Work to be completed
Retype the material below word for word, from the line containing "meadow accordingly in the photo above." down to its final line, and leave the pictures out.

Provided information
::::

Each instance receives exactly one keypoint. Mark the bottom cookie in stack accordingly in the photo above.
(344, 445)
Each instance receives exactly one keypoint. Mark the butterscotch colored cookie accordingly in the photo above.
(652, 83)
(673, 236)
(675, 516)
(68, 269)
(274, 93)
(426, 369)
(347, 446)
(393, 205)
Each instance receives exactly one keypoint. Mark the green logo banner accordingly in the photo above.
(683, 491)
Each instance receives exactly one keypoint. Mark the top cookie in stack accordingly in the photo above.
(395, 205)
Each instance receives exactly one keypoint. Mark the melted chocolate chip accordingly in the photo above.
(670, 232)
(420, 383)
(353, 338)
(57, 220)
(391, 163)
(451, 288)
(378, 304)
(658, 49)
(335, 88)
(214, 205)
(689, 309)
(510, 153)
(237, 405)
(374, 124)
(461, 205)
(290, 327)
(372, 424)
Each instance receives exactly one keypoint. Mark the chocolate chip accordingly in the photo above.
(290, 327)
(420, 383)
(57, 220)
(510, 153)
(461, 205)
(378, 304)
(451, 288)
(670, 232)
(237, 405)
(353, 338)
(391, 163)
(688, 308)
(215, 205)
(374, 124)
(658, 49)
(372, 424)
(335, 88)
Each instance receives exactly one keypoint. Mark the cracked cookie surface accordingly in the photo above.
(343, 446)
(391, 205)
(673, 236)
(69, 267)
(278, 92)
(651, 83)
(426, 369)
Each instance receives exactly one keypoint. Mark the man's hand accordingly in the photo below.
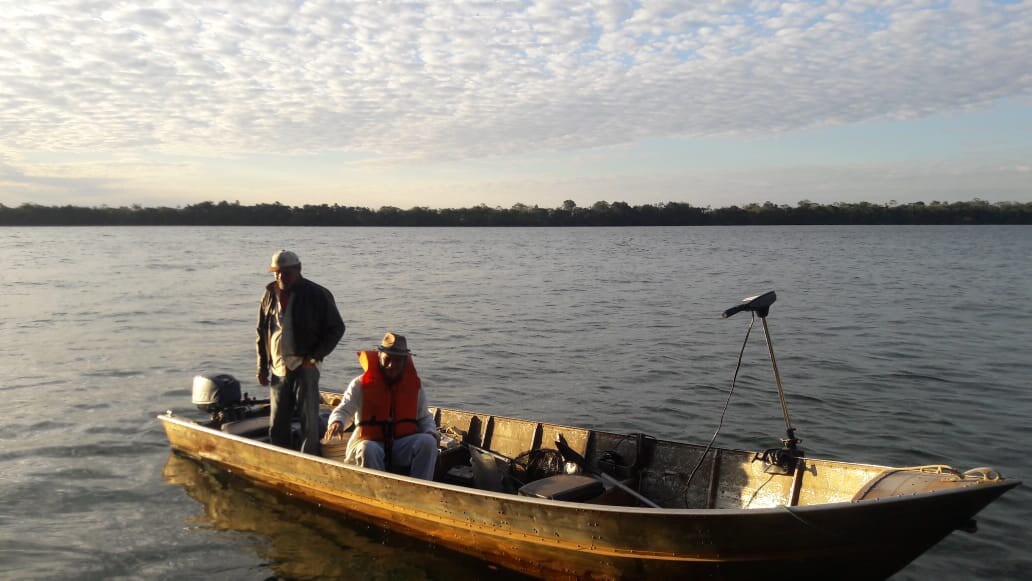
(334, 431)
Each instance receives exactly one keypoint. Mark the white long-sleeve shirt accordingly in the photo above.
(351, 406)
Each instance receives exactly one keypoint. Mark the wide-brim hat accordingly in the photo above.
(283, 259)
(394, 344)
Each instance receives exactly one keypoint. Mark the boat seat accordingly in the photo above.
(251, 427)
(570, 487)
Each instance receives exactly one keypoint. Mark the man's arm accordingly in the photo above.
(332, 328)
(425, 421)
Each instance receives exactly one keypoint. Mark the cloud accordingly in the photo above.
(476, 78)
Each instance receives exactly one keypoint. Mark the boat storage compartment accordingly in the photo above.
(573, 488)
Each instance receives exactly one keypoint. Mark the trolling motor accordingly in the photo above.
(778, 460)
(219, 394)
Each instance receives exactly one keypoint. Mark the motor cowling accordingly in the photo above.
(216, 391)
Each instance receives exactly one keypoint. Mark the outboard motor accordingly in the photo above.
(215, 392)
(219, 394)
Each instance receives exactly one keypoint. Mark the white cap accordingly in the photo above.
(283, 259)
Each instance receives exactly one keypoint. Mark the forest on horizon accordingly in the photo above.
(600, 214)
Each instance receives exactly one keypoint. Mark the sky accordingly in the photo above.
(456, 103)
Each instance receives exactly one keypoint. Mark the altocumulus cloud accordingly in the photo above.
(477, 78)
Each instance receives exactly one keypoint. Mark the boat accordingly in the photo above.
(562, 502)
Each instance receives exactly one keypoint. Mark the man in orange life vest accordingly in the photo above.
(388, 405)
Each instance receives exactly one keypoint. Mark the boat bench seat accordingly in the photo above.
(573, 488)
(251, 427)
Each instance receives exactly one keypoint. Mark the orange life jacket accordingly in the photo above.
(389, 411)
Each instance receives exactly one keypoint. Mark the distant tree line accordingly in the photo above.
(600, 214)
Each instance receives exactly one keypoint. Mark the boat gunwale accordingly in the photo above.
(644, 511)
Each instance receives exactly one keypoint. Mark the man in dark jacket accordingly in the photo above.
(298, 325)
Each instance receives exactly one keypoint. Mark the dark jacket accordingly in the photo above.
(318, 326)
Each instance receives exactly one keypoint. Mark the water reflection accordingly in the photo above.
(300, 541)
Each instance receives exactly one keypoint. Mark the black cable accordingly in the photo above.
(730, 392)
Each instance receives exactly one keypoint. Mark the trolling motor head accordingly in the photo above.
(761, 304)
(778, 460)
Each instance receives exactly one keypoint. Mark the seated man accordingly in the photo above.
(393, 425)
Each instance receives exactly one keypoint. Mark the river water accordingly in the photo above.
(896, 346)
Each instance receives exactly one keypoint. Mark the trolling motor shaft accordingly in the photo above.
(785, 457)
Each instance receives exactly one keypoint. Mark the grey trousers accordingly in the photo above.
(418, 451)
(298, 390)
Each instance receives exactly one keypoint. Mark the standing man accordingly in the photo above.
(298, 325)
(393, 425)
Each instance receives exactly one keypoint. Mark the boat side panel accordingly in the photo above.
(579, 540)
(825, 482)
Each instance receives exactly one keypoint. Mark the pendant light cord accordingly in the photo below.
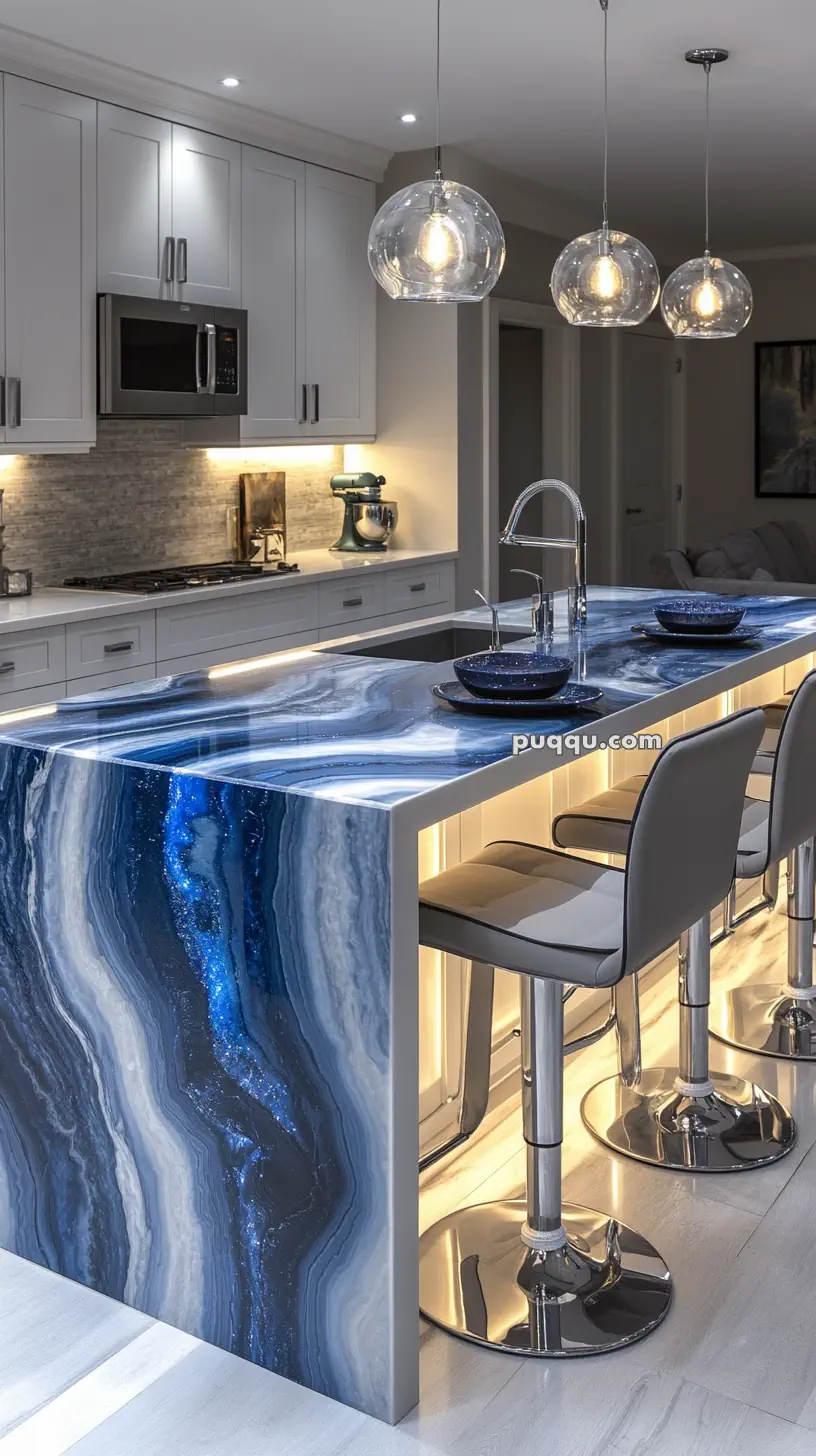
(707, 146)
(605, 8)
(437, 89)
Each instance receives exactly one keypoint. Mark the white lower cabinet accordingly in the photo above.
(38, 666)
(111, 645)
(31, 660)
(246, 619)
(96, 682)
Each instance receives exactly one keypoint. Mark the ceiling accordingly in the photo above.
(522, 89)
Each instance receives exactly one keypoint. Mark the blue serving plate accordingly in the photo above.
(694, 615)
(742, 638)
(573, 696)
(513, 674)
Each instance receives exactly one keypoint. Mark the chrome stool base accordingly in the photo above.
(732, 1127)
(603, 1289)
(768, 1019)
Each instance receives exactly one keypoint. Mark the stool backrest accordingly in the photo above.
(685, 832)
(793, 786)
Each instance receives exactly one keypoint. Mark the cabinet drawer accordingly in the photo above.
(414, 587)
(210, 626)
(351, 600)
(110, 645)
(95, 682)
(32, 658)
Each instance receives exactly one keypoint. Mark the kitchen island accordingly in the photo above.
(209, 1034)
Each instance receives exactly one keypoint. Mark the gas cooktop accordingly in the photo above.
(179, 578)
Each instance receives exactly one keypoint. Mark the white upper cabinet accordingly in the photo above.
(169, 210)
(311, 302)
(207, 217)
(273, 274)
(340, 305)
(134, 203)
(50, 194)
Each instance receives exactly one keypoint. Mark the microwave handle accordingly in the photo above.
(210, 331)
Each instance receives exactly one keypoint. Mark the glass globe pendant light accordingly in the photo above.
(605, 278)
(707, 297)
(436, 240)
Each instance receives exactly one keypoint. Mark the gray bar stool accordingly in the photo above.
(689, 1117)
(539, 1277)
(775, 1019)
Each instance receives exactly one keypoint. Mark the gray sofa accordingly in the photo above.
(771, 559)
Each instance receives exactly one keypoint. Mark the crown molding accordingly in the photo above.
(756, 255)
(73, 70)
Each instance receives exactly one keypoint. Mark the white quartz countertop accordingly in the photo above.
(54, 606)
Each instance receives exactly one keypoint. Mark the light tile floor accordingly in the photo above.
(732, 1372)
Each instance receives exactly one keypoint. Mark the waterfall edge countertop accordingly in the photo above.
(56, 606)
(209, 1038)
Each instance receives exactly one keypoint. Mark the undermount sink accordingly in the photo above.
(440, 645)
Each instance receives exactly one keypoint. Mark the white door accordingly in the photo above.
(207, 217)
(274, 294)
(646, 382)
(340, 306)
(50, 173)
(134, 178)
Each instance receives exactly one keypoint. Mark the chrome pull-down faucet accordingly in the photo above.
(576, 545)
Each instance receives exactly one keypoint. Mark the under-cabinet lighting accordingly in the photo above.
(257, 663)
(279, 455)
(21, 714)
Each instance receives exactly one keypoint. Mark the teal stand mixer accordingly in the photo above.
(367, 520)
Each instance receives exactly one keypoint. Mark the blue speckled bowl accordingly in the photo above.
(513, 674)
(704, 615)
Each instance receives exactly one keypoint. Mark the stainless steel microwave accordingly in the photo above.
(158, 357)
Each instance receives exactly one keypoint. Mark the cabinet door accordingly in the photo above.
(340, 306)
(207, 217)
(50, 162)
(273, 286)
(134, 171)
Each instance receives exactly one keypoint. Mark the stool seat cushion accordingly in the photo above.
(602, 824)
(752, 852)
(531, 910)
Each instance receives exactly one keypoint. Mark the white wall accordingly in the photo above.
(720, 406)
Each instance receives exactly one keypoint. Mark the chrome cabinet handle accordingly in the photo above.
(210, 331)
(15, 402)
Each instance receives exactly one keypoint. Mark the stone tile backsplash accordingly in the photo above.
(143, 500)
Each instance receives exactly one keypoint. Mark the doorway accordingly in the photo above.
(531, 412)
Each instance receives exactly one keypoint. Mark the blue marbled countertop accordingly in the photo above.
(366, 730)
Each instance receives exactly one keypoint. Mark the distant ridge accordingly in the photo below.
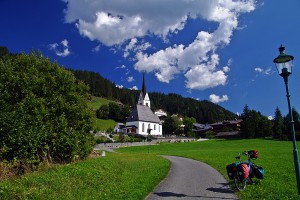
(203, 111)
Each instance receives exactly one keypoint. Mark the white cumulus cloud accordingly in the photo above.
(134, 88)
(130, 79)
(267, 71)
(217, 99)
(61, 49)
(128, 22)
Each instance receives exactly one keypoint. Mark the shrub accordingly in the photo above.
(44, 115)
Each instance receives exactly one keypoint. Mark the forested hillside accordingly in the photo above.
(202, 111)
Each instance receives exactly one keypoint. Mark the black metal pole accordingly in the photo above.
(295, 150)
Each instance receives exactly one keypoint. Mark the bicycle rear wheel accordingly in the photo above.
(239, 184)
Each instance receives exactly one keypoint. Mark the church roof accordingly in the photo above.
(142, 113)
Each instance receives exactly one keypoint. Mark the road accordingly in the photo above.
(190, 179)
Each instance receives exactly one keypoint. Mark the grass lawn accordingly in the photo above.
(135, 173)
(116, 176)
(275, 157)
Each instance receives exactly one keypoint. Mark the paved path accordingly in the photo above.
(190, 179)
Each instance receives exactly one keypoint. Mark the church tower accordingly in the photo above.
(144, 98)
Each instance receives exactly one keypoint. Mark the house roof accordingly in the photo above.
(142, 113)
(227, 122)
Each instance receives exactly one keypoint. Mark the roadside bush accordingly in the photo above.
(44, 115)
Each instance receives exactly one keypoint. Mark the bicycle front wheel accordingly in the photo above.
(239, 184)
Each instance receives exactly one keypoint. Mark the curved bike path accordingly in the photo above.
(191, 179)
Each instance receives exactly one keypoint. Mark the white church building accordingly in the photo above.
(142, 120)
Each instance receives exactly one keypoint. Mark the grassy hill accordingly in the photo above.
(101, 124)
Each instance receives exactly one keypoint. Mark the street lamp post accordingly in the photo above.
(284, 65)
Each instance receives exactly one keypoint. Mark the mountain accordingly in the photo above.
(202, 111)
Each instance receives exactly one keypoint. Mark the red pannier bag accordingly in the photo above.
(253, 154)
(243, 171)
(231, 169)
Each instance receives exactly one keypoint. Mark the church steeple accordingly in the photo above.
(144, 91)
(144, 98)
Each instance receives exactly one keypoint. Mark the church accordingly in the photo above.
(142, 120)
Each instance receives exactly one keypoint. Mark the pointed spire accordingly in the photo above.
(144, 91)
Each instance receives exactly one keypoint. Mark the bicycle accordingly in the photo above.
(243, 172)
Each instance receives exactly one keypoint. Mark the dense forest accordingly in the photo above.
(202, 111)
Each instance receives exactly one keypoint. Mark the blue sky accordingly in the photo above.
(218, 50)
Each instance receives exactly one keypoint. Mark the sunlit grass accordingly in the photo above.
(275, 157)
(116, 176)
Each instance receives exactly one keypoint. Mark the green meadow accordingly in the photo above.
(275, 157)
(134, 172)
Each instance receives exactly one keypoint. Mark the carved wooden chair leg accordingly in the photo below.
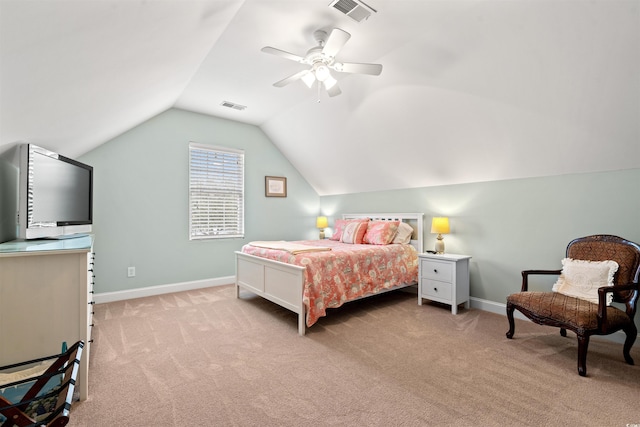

::::

Written response
Each instance receives exactly one keypoint. Mark the green meadow accordingly in the photo above.
(275, 157)
(134, 172)
Each instance receives exactly one keypoint. Mark the carved wooden chair leg accordingly in the photo below.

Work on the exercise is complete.